[Information]

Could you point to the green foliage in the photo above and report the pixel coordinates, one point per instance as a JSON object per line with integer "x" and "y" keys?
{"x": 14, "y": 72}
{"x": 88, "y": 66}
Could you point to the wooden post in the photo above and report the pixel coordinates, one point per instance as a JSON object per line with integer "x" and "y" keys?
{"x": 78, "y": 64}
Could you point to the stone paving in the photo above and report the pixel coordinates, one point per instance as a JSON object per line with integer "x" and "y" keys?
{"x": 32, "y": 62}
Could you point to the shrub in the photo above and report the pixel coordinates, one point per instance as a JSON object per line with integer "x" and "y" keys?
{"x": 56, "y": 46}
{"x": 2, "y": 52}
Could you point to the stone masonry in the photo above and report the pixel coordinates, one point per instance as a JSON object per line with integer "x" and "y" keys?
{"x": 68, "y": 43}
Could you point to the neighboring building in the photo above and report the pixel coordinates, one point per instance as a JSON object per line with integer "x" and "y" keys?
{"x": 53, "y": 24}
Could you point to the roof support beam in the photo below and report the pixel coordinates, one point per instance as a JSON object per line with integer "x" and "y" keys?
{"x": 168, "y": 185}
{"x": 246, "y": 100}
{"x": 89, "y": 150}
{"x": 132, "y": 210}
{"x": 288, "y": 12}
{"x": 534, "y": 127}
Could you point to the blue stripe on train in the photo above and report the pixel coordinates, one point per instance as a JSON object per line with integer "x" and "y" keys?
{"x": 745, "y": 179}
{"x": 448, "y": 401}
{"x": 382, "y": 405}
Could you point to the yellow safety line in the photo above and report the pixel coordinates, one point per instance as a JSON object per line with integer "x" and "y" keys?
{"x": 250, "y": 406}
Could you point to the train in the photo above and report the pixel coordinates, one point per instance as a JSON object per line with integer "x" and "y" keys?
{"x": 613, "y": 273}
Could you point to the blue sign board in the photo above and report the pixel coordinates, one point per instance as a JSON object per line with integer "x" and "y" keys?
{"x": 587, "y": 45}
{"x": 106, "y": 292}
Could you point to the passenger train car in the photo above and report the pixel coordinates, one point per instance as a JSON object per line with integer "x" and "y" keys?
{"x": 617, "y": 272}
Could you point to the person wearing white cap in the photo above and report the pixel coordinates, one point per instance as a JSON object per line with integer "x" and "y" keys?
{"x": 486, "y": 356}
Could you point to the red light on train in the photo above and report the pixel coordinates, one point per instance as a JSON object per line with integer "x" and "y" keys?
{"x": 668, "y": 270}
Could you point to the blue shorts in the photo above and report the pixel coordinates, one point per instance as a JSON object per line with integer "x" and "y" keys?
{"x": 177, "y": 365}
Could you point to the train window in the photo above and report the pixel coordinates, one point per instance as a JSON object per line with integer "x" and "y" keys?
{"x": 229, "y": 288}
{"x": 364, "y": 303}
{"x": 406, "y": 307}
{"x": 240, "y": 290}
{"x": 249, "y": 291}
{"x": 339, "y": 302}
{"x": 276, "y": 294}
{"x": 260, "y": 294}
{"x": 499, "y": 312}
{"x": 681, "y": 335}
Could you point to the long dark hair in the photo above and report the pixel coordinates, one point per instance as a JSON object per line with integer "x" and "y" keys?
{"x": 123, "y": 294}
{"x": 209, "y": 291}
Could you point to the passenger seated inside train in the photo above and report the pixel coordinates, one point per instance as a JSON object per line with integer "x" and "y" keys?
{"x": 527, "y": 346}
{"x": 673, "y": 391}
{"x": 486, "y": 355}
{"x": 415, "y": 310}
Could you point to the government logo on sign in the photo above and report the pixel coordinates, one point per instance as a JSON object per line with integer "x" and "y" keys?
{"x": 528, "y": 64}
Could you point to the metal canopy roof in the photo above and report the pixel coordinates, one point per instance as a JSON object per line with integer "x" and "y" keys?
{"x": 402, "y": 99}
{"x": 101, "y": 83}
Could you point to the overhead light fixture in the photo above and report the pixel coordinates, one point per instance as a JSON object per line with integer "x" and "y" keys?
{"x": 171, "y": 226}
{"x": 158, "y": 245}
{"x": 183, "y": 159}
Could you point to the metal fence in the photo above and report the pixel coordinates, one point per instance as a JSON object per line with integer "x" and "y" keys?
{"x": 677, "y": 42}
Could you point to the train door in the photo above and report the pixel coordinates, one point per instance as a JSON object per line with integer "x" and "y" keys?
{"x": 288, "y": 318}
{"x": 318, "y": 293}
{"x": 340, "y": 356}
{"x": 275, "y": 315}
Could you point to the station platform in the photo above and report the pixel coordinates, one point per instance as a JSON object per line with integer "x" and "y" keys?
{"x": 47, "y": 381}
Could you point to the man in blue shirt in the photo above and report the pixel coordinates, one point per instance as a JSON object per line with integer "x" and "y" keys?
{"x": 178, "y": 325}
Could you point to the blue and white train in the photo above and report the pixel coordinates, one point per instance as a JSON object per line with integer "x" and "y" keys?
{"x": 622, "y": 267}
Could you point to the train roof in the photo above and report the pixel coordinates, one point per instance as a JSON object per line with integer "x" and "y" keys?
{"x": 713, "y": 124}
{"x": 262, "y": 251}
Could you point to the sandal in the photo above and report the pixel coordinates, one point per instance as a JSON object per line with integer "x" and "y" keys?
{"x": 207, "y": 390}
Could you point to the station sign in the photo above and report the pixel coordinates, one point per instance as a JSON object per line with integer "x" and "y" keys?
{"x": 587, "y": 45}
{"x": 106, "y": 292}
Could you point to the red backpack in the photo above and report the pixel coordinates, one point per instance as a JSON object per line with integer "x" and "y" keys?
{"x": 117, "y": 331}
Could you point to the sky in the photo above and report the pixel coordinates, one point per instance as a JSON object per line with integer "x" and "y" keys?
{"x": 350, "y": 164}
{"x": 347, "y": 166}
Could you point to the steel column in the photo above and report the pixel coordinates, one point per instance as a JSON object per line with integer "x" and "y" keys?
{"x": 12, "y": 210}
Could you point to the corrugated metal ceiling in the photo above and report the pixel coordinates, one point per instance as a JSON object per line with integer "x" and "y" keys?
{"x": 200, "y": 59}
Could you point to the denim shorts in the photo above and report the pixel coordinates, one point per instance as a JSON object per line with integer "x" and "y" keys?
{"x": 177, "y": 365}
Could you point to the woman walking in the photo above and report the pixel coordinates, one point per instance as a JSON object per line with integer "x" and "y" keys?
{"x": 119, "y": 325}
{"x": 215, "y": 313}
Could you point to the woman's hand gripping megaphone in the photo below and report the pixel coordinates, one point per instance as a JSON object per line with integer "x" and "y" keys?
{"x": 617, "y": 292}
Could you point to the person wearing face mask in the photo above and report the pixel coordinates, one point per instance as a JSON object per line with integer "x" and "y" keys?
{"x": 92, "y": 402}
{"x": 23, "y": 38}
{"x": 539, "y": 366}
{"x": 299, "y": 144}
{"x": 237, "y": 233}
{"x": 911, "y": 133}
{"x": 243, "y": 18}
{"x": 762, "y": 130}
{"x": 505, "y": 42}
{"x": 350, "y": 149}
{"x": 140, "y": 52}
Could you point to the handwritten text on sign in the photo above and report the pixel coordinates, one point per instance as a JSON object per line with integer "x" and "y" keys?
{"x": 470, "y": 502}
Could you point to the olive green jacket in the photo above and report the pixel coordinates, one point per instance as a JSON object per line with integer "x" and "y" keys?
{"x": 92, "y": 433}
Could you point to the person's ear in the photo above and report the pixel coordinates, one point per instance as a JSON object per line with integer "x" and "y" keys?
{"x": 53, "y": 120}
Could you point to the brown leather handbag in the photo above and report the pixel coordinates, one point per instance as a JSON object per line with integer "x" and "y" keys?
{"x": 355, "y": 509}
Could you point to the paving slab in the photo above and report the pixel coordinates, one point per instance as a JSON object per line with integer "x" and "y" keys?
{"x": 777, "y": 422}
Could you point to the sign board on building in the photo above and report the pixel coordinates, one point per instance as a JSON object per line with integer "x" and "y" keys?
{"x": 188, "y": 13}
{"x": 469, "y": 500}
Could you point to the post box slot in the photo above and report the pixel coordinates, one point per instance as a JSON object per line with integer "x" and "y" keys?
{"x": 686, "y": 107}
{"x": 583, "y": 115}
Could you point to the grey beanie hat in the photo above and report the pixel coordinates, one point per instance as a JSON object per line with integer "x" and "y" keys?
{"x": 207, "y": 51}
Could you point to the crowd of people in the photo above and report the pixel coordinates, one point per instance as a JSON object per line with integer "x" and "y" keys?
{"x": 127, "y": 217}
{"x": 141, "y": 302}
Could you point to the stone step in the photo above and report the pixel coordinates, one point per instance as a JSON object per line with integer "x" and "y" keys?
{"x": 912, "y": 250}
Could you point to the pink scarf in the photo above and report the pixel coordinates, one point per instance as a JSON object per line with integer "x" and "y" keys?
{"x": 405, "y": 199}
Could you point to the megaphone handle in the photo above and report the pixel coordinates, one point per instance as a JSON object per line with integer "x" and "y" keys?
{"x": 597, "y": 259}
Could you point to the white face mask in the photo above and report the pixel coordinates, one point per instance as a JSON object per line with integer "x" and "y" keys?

[/Information]

Return only what runs from the line containing "Could you point to the post" to the last line of the records above, both ends included, exactly as written.

=== Result of this exercise ===
Could you point to the post box slot in the photo above and report the pixel coordinates, one point per instance as a JSON object per line with integer "x" and "y" keys?
{"x": 686, "y": 107}
{"x": 583, "y": 115}
Could you point to the grey beanie hat in the photo above and report the pixel coordinates, one point per instance as a JSON object per line with integer "x" and "y" keys?
{"x": 207, "y": 51}
Could you point to the crowd of people in the photo above and report the pixel coordinates, one point per instance as a JSON object per line with integer "x" and "y" keys?
{"x": 127, "y": 217}
{"x": 141, "y": 302}
Could you point to the stone step in the photo above and report the pixel coordinates, one point per instance as a JSON object per line with integer "x" and "y" keys?
{"x": 912, "y": 250}
Could you point to the pink scarf in the photo above and report the pixel coordinates, one point per instance as a JSON object per line with integer "x" and "y" keys?
{"x": 405, "y": 199}
Could you point to the megaphone handle in the photo above and report the pixel coordinates, one point per instance as a JSON object per line with integer "x" and "y" keys?
{"x": 597, "y": 259}
Could you point to the white face mask in the photo above and report the pixel coordinates, one point per instance as a JSON object per line with integer "x" and "y" keys?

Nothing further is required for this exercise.